Aim of the task:
Reproduce the part of the unitary matrix proof below that runs from "1. exchange the" up to and including "obtained in 2.", keeping every character unchanged.

Passage to read:
▬▬▬▬▬▬▬▬▬▬

Our choice of each $U_{1,k}$ and Lemma 3 imply that there are a positive real number $b_{11} > 0$ and complex numbers $b_{12}, \dots, b_{1,2^n}$ and a $((2^n-1) \times (2^n-1))$-matrix $V$ such that $$U_{1,2^n} \cdots U_{1,2} \cdot U = \begin{pmatrix} b_{11} & b_{12} & \cdots & b_{1,2^n} \\ 0 \\ \vdots && V \\ 0 \end{pmatrix}.$$ However, each $U_{1,k}$ is unitary, and since products of unitary operators are again unitary, the gate $U_{1,2^n} \cdots U_{1,2} \cdot U$ is unitary; in particular, its first column is a unit vector. Since the only nonzero entry in the first column is the positive real number $b_{11}$, it follows that $b_{11} = 1$. Since the first row is also a unit vector, we then have $$1+ b_{12}\bar{b_{12}} + \cdots + b_{1,2^n}\bar{b_{1,2^n}} = 1;$$ since $b_{1k}\bar{b_{1k}} \ge 0$ for each $k$, it follows that $b_{1k}\bar{b_{1k}} = 0$, that is, $b_{1k} = 0$, for each $k$. This, in turn, implies that $V$ is also unitary, so the proposition is proved. $\qed$

Our proof of Proposition 1 and Lemma 3 also shows the following: if $k \ge 2$ is such that $a_{1k} = 0$, then the matrices $U$ and $U_1U$ have the same entries in the $k$-th row. This observation suggests how we can replace the second row and column in $U_1U$ by $\begin{pmatrix} 0 & 1 & 0 & \cdots & 0\end{pmatrix}$ and its transpose:

  1. exchange the first and second rows of $U_1U$, then the first and second columns of the resulting matrix;
  2. apply Proposition 1 to the matrix obtained in 1;
  3. exchange the first and second columns, then the first and second rows, of the matrix obtained in 2.

▬▬▬▬▬▬▬▬▬▬

Supplied information:
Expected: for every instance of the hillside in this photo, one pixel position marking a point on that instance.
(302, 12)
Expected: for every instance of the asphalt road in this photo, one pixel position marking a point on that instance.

▬▬▬▬▬▬▬▬▬▬

Output:
1. exchange the first and second rows of $U_1U$, then the first and second columns of the resulting matrix;
  2. apply Proposition 1 to the matrix obtained in 1;
  3. exchange the first and second columns, then the first and second rows, of the matrix obtained in 2.